= Deine Aufgabe =
Schreib aus dem Text über die Patientin mit Polyneuropathie Wort für Wort das Stück ab, das mit „Die Geschichte einer“ anfängt und bis einschließlich „Teil unserer Praxis.“ geht.

= Ausgewählter Auszug =
______

Die Geschichte einer Patientin mit Polyneuropathie

Es war einer dieser typischen Montage, an denen sich die ungeplanten Ereignisse aneinander reihen. Ich war schon mehrfach in meiner Sprechstunde gestört worden, und jetzt schrieb mir auch noch meine Wundassistentin aus dem Untersuchungsraum, dass sie meine Hilfe bei einer Patientin benötigt. „Das Bein von Frau Lange sieht gar nicht gut aus“ las ich auf meinem Monitor. Also verabschiedete ich mich von dem gerade bei mir sitzenden Patienten und ging in den hinteren Teil unserer Praxis.

Frau Lange saß in unserem Fußbehandlungsraum auf dem Behandlungsstuhl. Schon beim Betreten des Raumes war das akute Problem nicht zu übersehen gewesen. Ihr linkes Bein war feuerrot verfärbt und massiv geschwollen. Ich war erschrocken.

______

= Aufgeführte Einträge =
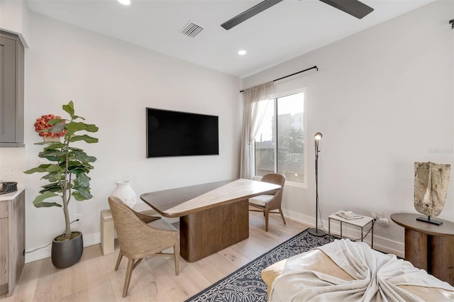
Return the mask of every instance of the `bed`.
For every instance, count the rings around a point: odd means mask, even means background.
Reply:
[[[268,301],[453,301],[454,287],[364,242],[338,240],[262,272]]]

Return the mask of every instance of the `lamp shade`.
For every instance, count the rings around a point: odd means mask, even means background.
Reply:
[[[317,132],[316,134],[314,135],[314,138],[315,138],[315,140],[320,140],[323,137],[323,135],[319,132]]]

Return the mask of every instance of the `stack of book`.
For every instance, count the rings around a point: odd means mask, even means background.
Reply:
[[[352,219],[360,219],[364,217],[362,215],[352,212],[351,211],[340,211],[337,213],[337,215],[338,216],[342,217],[343,218],[348,220]]]

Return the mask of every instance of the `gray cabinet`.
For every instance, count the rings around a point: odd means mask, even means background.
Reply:
[[[0,30],[0,147],[23,144],[23,70],[21,40]]]
[[[23,189],[0,195],[0,296],[13,294],[25,264],[25,200]]]

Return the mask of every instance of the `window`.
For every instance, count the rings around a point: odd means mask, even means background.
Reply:
[[[255,136],[255,176],[277,172],[304,182],[304,92],[270,100]]]

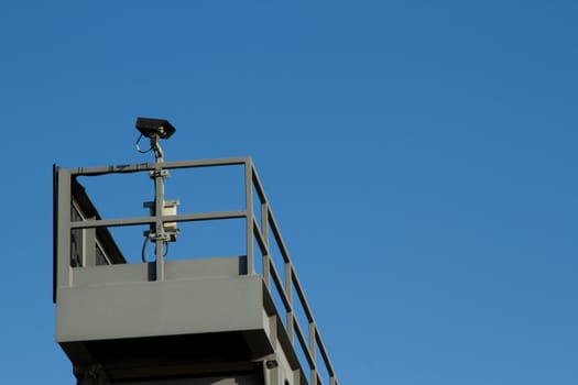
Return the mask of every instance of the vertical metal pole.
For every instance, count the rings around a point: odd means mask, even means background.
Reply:
[[[253,253],[253,165],[250,158],[244,161],[244,197],[247,218],[247,274],[255,272]]]
[[[59,287],[72,286],[73,284],[70,268],[70,172],[59,168],[57,173],[56,293]]]
[[[312,355],[312,385],[317,385],[317,355],[315,353],[315,337],[316,337],[315,322],[309,320],[309,353]]]
[[[164,258],[163,258],[163,234],[164,227],[161,219],[164,206],[164,180],[161,176],[161,166],[154,173],[154,216],[155,216],[155,256],[156,256],[156,280],[164,280]]]
[[[165,242],[163,209],[164,209],[164,154],[159,144],[159,135],[151,136],[151,147],[154,150],[156,167],[154,168],[154,217],[155,217],[155,256],[156,256],[156,280],[164,280],[163,242]]]

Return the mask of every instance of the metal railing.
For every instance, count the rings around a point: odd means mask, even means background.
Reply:
[[[70,218],[70,185],[72,180],[78,176],[98,176],[106,174],[126,174],[139,172],[160,172],[161,169],[178,169],[178,168],[196,168],[196,167],[218,167],[218,166],[244,166],[244,210],[237,211],[217,211],[205,213],[184,213],[175,216],[163,216],[156,213],[149,217],[138,218],[122,218],[122,219],[81,219],[72,220]],[[275,305],[280,317],[285,318],[282,322],[287,338],[295,352],[301,351],[302,356],[306,362],[301,361],[304,371],[309,370],[309,382],[312,385],[324,384],[324,376],[326,373],[329,384],[338,385],[338,381],[334,371],[334,366],[329,360],[327,349],[323,342],[319,329],[310,306],[308,305],[302,284],[297,278],[295,267],[291,260],[288,250],[283,241],[279,226],[274,219],[271,205],[266,199],[264,189],[257,174],[253,162],[250,157],[221,158],[221,160],[204,160],[204,161],[184,161],[184,162],[166,162],[166,163],[146,163],[135,165],[119,165],[119,166],[103,166],[103,167],[78,167],[78,168],[58,168],[55,166],[55,293],[56,287],[69,286],[69,260],[70,255],[70,232],[79,229],[99,229],[110,227],[126,227],[137,224],[156,224],[166,222],[192,222],[192,221],[208,221],[208,220],[225,220],[225,219],[246,219],[246,254],[248,274],[254,275],[255,272],[255,248],[261,254],[260,265],[262,267],[262,276],[265,287],[270,295],[276,295],[281,298],[281,307]],[[254,190],[254,191],[253,191]],[[253,193],[257,197],[253,196]],[[259,204],[254,205],[254,198],[258,198]],[[255,206],[259,206],[258,208]],[[255,216],[254,210],[259,209],[260,215]],[[270,239],[269,234],[272,234]],[[272,248],[276,246],[282,256],[282,266],[275,265],[272,257]],[[156,260],[156,279],[162,280],[164,261],[157,257]],[[280,274],[281,268],[284,274]],[[293,292],[297,295],[294,298]],[[297,307],[299,307],[305,320],[303,323],[297,317]],[[294,338],[296,337],[296,339]],[[317,360],[317,352],[321,360]],[[320,361],[320,362],[319,362]],[[325,372],[319,369],[325,366]]]

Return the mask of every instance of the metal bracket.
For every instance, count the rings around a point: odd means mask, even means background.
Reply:
[[[151,177],[151,179],[159,177],[168,178],[171,177],[171,173],[168,173],[168,169],[153,169],[149,172],[149,176]]]

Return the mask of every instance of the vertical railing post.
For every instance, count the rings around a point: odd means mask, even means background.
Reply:
[[[312,355],[312,385],[317,385],[317,355],[315,354],[315,322],[309,319],[309,354]]]
[[[247,274],[254,274],[253,248],[253,164],[251,158],[244,161],[244,197],[247,220]]]
[[[287,299],[290,302],[290,308],[287,310],[286,317],[287,317],[287,334],[290,338],[291,345],[295,348],[294,345],[294,339],[293,339],[293,322],[294,322],[294,311],[293,311],[293,271],[291,268],[291,263],[285,262],[285,294],[287,295]]]
[[[57,267],[56,267],[56,292],[59,287],[72,286],[73,275],[70,267],[70,178],[72,173],[67,169],[58,169],[57,188]]]

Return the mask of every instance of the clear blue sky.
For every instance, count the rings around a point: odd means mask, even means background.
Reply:
[[[177,128],[168,160],[253,157],[341,384],[578,384],[577,20],[556,0],[3,1],[2,381],[74,383],[51,167],[143,162],[150,116]]]

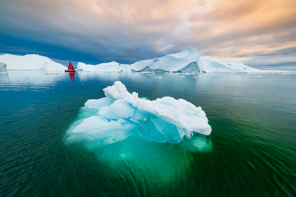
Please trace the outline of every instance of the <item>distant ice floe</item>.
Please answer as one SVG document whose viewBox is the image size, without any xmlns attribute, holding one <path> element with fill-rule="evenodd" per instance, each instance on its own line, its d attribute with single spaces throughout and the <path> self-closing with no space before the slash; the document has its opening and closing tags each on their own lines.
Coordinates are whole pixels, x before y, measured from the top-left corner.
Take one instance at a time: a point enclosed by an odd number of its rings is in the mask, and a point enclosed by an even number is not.
<svg viewBox="0 0 296 197">
<path fill-rule="evenodd" d="M 7 66 L 6 64 L 3 62 L 0 62 L 0 71 L 6 71 Z"/>
<path fill-rule="evenodd" d="M 106 97 L 88 100 L 69 134 L 112 143 L 124 140 L 130 131 L 136 129 L 148 141 L 174 143 L 183 141 L 184 136 L 187 141 L 211 131 L 201 108 L 183 99 L 140 98 L 137 93 L 128 92 L 120 81 L 103 90 Z M 205 137 L 199 137 L 206 144 Z"/>
</svg>

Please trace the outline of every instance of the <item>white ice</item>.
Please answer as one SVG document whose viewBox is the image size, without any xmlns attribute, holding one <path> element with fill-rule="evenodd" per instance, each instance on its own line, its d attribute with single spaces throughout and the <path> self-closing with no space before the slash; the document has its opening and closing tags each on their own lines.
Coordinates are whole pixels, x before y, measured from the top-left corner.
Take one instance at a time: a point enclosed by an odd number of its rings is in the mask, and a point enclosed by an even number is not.
<svg viewBox="0 0 296 197">
<path fill-rule="evenodd" d="M 131 72 L 131 67 L 129 64 L 123 64 L 115 61 L 96 65 L 86 64 L 84 63 L 78 62 L 77 68 L 85 71 Z"/>
<path fill-rule="evenodd" d="M 103 90 L 106 97 L 89 100 L 85 104 L 97 112 L 97 115 L 80 121 L 73 128 L 73 132 L 96 138 L 108 132 L 137 127 L 140 135 L 147 140 L 176 143 L 182 141 L 184 136 L 190 139 L 198 133 L 207 135 L 211 131 L 201 108 L 183 99 L 140 98 L 137 93 L 129 92 L 120 81 Z"/>
<path fill-rule="evenodd" d="M 220 60 L 210 56 L 200 57 L 206 72 L 260 72 L 262 71 L 251 68 L 237 61 Z"/>
<path fill-rule="evenodd" d="M 7 66 L 5 64 L 3 63 L 3 62 L 0 62 L 0 71 L 6 71 Z"/>
<path fill-rule="evenodd" d="M 35 54 L 23 56 L 4 54 L 0 55 L 0 62 L 6 64 L 7 70 L 64 71 L 67 68 L 46 57 Z"/>
</svg>

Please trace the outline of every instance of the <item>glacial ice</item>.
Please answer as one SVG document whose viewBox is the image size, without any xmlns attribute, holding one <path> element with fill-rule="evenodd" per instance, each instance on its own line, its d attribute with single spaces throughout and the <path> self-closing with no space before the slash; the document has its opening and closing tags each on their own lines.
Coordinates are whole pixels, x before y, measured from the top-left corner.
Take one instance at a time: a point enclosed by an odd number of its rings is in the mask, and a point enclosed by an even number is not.
<svg viewBox="0 0 296 197">
<path fill-rule="evenodd" d="M 4 54 L 0 55 L 0 62 L 6 64 L 8 70 L 63 71 L 67 68 L 46 57 L 35 54 L 23 56 Z"/>
<path fill-rule="evenodd" d="M 137 93 L 128 92 L 120 81 L 103 90 L 106 97 L 86 102 L 85 107 L 93 110 L 92 115 L 72 127 L 73 133 L 99 138 L 137 128 L 139 134 L 148 141 L 177 143 L 184 136 L 189 139 L 199 133 L 208 135 L 211 131 L 201 108 L 183 99 L 140 98 Z M 128 132 L 120 133 L 123 139 L 128 135 Z"/>
<path fill-rule="evenodd" d="M 192 66 L 194 67 L 193 69 Z M 168 55 L 159 58 L 142 60 L 131 64 L 131 69 L 136 71 L 152 71 L 153 69 L 162 69 L 167 71 L 179 71 L 181 72 L 183 69 L 187 72 L 189 70 L 188 69 L 189 67 L 192 68 L 191 72 L 204 71 L 199 53 L 192 47 L 188 47 L 180 53 Z"/>
<path fill-rule="evenodd" d="M 234 60 L 220 60 L 210 56 L 201 56 L 205 72 L 259 72 L 262 71 L 246 66 Z"/>
<path fill-rule="evenodd" d="M 0 71 L 6 71 L 7 66 L 3 62 L 0 62 Z"/>
<path fill-rule="evenodd" d="M 96 65 L 86 64 L 79 62 L 77 64 L 77 69 L 85 71 L 131 71 L 129 65 L 120 64 L 115 61 L 102 63 Z"/>
<path fill-rule="evenodd" d="M 4 54 L 0 55 L 0 62 L 6 64 L 7 69 L 9 70 L 64 70 L 67 68 L 48 57 L 36 54 L 20 56 Z M 79 62 L 77 69 L 85 71 L 141 72 L 262 71 L 236 61 L 223 61 L 209 56 L 201 56 L 198 51 L 192 47 L 188 47 L 179 53 L 153 59 L 141 60 L 130 65 L 115 61 L 96 65 Z"/>
</svg>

______

= Lösung der Aufgabe =
Die Geschichte einer Patientin mit Polyneuropathie

Es war einer dieser typischen Montage, an denen sich die ungeplanten Ereignisse aneinander reihen. Ich war schon mehrfach in meiner Sprechstunde gestört worden, und jetzt schrieb mir auch noch meine Wundassistentin aus dem Untersuchungsraum, dass sie meine Hilfe bei einer Patientin benötigt. „Das Bein von Frau Lange sieht gar nicht gut aus“ las ich auf meinem Monitor. Also verabschiedete ich mich von dem gerade bei mir sitzenden Patienten und ging in den hinteren Teil unserer Praxis.